* [Problem to solve]:
From the records below, work out how many lines carry the string "sandy". Leave out everything but the number.

BEGIN

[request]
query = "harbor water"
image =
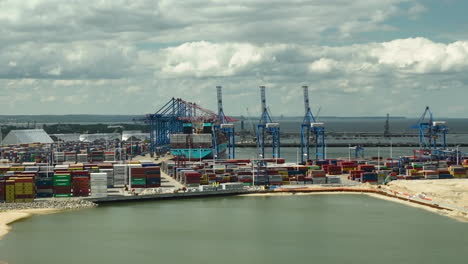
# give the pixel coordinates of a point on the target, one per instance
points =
(289, 229)
(293, 154)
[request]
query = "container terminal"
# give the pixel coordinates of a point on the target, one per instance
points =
(192, 153)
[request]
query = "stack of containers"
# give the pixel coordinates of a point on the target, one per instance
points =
(98, 184)
(138, 177)
(120, 174)
(284, 175)
(110, 176)
(45, 186)
(62, 185)
(259, 179)
(97, 156)
(244, 176)
(83, 157)
(457, 171)
(333, 180)
(232, 186)
(444, 173)
(70, 156)
(109, 156)
(24, 189)
(59, 156)
(366, 168)
(318, 176)
(370, 177)
(334, 170)
(382, 175)
(347, 166)
(2, 191)
(153, 177)
(10, 191)
(191, 178)
(80, 183)
(80, 186)
(431, 174)
(275, 179)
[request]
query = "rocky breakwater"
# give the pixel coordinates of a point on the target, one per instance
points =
(55, 204)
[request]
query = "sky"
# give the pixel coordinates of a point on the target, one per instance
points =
(359, 57)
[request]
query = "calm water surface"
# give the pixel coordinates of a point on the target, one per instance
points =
(292, 229)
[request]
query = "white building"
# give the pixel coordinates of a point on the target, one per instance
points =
(27, 136)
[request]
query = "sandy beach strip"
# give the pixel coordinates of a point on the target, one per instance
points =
(11, 216)
(457, 215)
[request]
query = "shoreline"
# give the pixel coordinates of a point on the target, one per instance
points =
(11, 216)
(454, 214)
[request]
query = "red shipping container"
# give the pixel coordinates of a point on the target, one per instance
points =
(2, 190)
(62, 189)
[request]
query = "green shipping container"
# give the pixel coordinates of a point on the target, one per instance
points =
(139, 181)
(61, 184)
(62, 195)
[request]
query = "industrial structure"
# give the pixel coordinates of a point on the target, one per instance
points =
(266, 126)
(171, 118)
(432, 134)
(27, 136)
(224, 126)
(309, 127)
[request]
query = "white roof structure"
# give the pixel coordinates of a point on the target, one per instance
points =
(101, 136)
(67, 137)
(27, 136)
(127, 134)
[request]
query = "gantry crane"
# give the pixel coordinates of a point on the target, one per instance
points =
(170, 118)
(267, 126)
(310, 125)
(432, 134)
(225, 127)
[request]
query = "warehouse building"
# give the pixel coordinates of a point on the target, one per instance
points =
(27, 136)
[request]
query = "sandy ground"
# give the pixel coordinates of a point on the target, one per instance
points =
(451, 193)
(12, 216)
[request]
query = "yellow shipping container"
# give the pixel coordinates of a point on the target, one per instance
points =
(19, 188)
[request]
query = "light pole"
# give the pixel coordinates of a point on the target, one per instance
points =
(378, 158)
(349, 152)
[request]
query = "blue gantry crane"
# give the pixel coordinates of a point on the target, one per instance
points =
(432, 134)
(224, 126)
(266, 126)
(170, 119)
(311, 126)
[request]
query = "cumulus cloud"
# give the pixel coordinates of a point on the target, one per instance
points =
(129, 57)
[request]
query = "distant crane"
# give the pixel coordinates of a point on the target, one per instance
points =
(387, 126)
(430, 132)
(267, 126)
(310, 125)
(224, 127)
(169, 119)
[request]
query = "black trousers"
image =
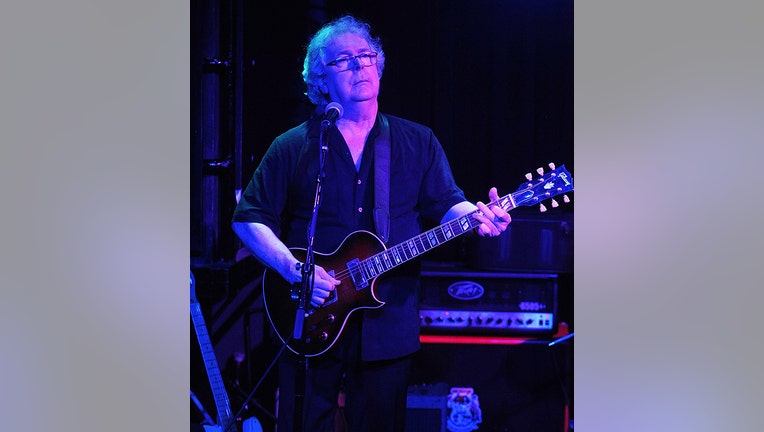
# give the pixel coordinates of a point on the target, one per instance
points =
(375, 392)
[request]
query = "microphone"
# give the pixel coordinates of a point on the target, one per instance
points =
(332, 113)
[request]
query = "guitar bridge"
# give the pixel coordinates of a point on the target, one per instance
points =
(356, 273)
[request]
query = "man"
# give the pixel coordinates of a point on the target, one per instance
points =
(371, 358)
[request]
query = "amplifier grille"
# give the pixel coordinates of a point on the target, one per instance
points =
(468, 302)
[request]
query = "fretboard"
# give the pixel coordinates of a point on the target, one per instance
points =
(416, 246)
(222, 404)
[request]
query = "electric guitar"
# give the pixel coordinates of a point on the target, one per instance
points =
(362, 257)
(225, 420)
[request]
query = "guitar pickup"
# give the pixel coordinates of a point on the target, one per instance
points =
(356, 273)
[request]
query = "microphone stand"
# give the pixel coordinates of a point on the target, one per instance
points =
(306, 284)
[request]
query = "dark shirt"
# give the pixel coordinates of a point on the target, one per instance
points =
(282, 191)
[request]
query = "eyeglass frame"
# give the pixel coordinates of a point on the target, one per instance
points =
(371, 55)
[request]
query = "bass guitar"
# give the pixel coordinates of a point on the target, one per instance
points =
(362, 257)
(225, 420)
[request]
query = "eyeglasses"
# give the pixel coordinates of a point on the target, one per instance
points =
(345, 63)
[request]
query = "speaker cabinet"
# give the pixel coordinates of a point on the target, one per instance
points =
(426, 408)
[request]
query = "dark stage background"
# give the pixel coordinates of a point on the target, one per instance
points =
(493, 79)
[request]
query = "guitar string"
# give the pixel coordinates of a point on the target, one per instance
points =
(345, 273)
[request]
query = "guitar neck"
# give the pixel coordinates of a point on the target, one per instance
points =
(416, 246)
(222, 404)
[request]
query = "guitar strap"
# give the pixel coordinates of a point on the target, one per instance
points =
(382, 180)
(382, 151)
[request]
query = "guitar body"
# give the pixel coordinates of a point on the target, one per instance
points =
(322, 325)
(362, 257)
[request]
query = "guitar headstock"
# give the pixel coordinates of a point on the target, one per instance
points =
(547, 185)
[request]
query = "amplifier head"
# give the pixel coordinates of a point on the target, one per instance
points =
(488, 302)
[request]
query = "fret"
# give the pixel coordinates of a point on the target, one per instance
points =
(405, 252)
(432, 238)
(464, 223)
(386, 260)
(447, 232)
(396, 256)
(369, 266)
(420, 244)
(412, 247)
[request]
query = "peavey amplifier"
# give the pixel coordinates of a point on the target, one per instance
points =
(488, 303)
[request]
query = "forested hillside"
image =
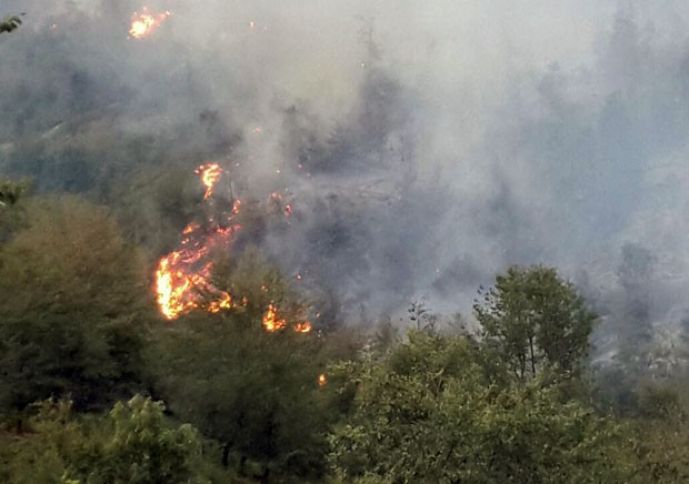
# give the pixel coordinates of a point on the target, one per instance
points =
(343, 242)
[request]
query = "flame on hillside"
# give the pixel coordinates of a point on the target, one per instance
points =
(145, 23)
(183, 278)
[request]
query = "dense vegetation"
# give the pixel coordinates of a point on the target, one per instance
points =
(97, 388)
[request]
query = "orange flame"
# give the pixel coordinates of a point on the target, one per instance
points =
(304, 327)
(210, 174)
(271, 320)
(144, 23)
(183, 278)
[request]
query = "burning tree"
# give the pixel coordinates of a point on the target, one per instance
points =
(184, 277)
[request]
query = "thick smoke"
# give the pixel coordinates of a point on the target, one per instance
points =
(424, 146)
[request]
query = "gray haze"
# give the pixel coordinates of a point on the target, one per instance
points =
(424, 145)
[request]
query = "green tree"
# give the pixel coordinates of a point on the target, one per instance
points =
(533, 320)
(253, 391)
(10, 23)
(71, 304)
(426, 414)
(133, 443)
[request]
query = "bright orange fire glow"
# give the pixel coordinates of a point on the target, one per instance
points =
(271, 321)
(304, 327)
(210, 174)
(183, 278)
(144, 23)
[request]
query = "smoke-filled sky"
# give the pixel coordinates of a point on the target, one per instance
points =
(425, 145)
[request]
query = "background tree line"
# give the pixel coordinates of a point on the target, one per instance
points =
(96, 387)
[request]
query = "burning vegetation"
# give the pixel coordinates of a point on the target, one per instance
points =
(145, 23)
(183, 278)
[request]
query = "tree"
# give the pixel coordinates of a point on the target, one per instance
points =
(72, 296)
(426, 414)
(10, 24)
(254, 392)
(133, 443)
(533, 320)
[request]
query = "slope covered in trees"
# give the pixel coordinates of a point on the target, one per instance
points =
(514, 400)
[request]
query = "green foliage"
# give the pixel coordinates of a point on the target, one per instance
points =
(533, 320)
(255, 392)
(10, 24)
(71, 298)
(133, 443)
(425, 414)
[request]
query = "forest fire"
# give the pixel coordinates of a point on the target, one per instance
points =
(183, 277)
(271, 321)
(210, 174)
(145, 23)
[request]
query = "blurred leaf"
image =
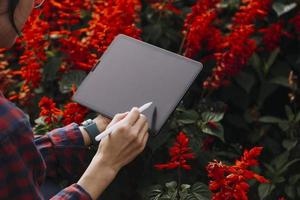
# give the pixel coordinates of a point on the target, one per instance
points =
(212, 116)
(289, 113)
(217, 131)
(280, 160)
(283, 81)
(271, 60)
(73, 77)
(265, 91)
(281, 8)
(287, 165)
(289, 144)
(155, 192)
(298, 190)
(199, 191)
(264, 190)
(294, 179)
(51, 68)
(188, 117)
(290, 191)
(270, 119)
(297, 117)
(245, 80)
(284, 126)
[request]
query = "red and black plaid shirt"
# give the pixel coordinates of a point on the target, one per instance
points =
(26, 160)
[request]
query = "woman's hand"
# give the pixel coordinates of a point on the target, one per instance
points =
(116, 150)
(101, 122)
(126, 141)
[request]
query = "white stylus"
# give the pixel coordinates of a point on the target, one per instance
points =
(110, 129)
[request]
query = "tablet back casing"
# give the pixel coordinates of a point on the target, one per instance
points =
(132, 73)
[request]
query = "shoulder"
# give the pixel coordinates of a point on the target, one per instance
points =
(12, 119)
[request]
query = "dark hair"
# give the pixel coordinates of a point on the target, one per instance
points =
(12, 4)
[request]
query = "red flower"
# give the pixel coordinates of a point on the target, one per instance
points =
(251, 10)
(49, 110)
(229, 182)
(199, 29)
(272, 35)
(238, 49)
(74, 113)
(165, 6)
(180, 153)
(296, 22)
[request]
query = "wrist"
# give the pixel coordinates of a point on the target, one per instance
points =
(97, 177)
(85, 135)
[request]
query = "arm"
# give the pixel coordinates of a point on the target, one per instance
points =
(22, 168)
(64, 152)
(66, 149)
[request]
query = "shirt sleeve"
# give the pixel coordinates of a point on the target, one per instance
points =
(22, 168)
(74, 192)
(64, 152)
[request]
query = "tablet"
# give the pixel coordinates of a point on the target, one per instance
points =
(132, 73)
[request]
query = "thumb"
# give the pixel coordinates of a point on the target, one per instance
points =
(118, 117)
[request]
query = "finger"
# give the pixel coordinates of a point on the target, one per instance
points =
(118, 117)
(138, 126)
(145, 139)
(132, 116)
(142, 133)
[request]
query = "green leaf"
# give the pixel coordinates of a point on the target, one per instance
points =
(297, 117)
(73, 77)
(270, 119)
(188, 117)
(212, 116)
(264, 190)
(290, 191)
(280, 160)
(289, 113)
(171, 185)
(155, 193)
(294, 179)
(287, 165)
(199, 191)
(245, 81)
(289, 144)
(217, 131)
(271, 60)
(281, 8)
(283, 81)
(298, 190)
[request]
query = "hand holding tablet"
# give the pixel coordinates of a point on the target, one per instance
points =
(110, 129)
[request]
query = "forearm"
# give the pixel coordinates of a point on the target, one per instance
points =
(86, 138)
(97, 177)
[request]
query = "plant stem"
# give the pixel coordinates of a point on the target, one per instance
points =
(178, 182)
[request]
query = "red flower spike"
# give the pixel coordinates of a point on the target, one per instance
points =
(74, 113)
(179, 153)
(49, 110)
(229, 182)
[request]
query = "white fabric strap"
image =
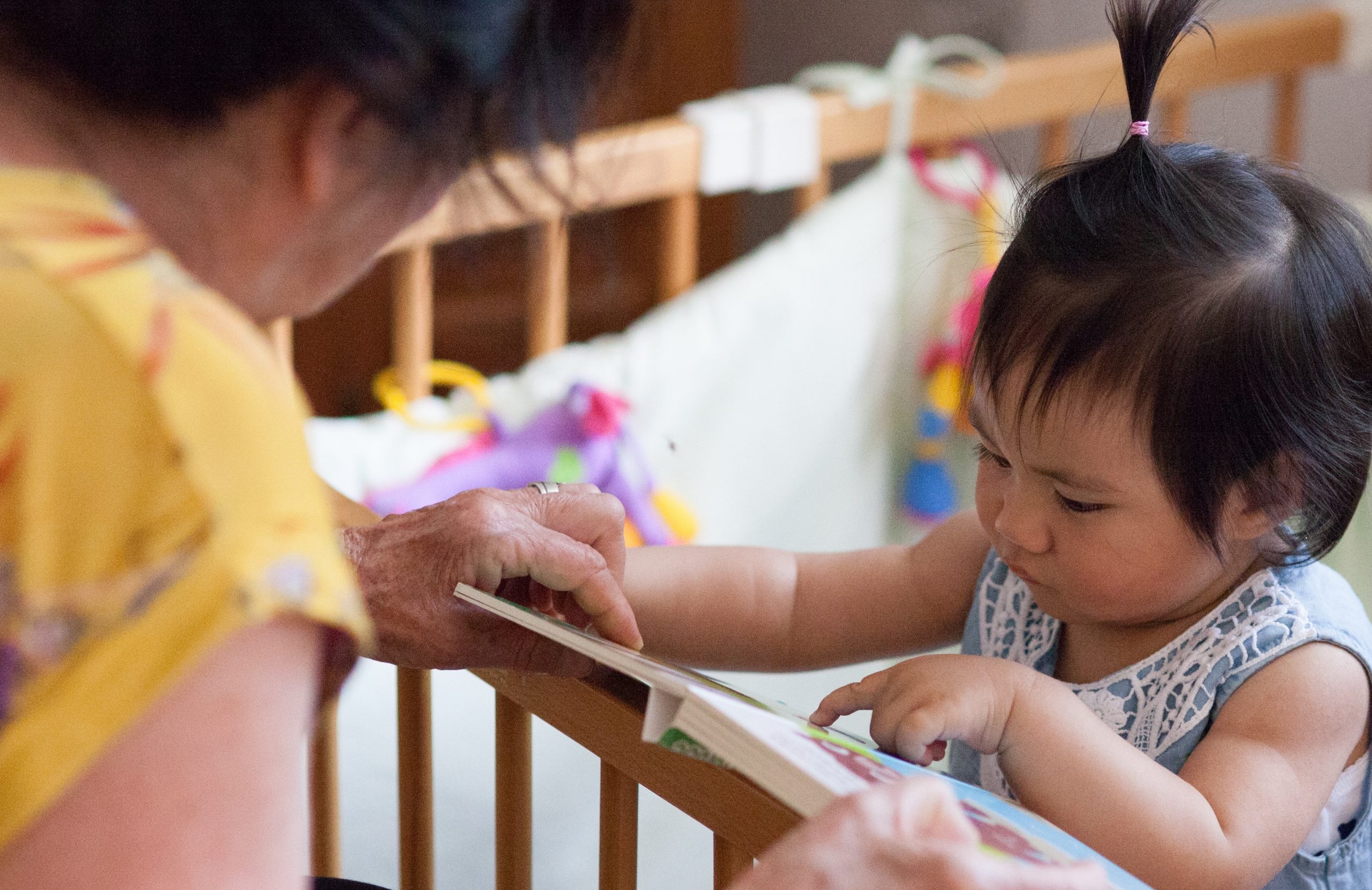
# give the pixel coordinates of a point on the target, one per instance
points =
(726, 130)
(914, 62)
(765, 139)
(785, 136)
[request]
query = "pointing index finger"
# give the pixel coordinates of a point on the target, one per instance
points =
(847, 700)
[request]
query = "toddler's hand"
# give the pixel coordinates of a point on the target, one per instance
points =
(918, 705)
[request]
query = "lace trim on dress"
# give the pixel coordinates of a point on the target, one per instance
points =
(1162, 698)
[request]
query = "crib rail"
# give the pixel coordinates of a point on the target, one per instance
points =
(658, 162)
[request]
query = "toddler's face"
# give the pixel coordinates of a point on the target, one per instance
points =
(1076, 507)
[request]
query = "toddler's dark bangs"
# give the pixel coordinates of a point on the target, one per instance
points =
(1242, 344)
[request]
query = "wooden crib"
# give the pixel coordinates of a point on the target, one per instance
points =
(656, 162)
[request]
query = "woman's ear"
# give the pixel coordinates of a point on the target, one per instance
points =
(331, 123)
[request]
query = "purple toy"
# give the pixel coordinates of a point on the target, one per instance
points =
(579, 440)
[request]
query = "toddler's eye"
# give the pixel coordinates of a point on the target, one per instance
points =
(1079, 506)
(986, 454)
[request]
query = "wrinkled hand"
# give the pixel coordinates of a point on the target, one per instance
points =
(921, 703)
(560, 553)
(903, 835)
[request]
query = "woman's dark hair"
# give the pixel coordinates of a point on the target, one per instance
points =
(456, 79)
(1230, 301)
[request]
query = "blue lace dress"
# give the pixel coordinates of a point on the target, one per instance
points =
(1165, 703)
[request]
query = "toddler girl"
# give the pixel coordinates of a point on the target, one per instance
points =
(1172, 385)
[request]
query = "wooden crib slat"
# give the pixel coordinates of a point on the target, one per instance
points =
(415, 734)
(811, 194)
(1054, 140)
(619, 830)
(412, 351)
(548, 286)
(326, 860)
(680, 262)
(730, 862)
(1286, 121)
(1175, 117)
(413, 319)
(513, 797)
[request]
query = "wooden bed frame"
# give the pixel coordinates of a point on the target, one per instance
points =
(658, 162)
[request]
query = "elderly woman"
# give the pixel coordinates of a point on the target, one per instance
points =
(175, 597)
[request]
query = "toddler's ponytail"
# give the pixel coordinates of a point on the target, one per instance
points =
(1227, 300)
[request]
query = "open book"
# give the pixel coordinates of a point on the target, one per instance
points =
(802, 766)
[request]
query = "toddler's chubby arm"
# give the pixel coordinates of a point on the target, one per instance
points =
(1238, 812)
(756, 609)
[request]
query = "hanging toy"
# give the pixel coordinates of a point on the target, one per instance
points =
(579, 440)
(929, 492)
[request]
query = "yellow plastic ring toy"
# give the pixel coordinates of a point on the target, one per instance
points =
(386, 387)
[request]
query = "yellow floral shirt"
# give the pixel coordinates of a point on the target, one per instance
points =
(155, 492)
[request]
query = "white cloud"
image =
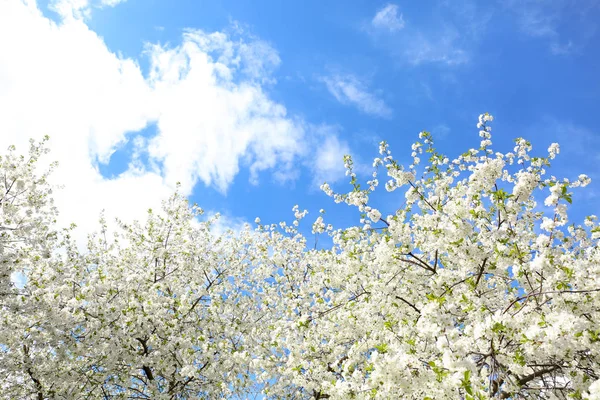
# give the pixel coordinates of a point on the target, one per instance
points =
(451, 34)
(348, 89)
(443, 48)
(388, 18)
(79, 8)
(547, 19)
(206, 97)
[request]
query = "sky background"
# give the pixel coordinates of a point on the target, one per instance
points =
(251, 105)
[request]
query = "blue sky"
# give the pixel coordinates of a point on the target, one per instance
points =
(252, 104)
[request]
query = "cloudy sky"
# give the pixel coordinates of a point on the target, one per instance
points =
(251, 105)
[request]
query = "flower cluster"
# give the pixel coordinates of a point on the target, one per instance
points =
(478, 286)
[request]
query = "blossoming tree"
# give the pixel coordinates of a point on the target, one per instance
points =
(469, 290)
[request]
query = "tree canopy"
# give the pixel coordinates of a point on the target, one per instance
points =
(469, 289)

END

* [Solution below]:
2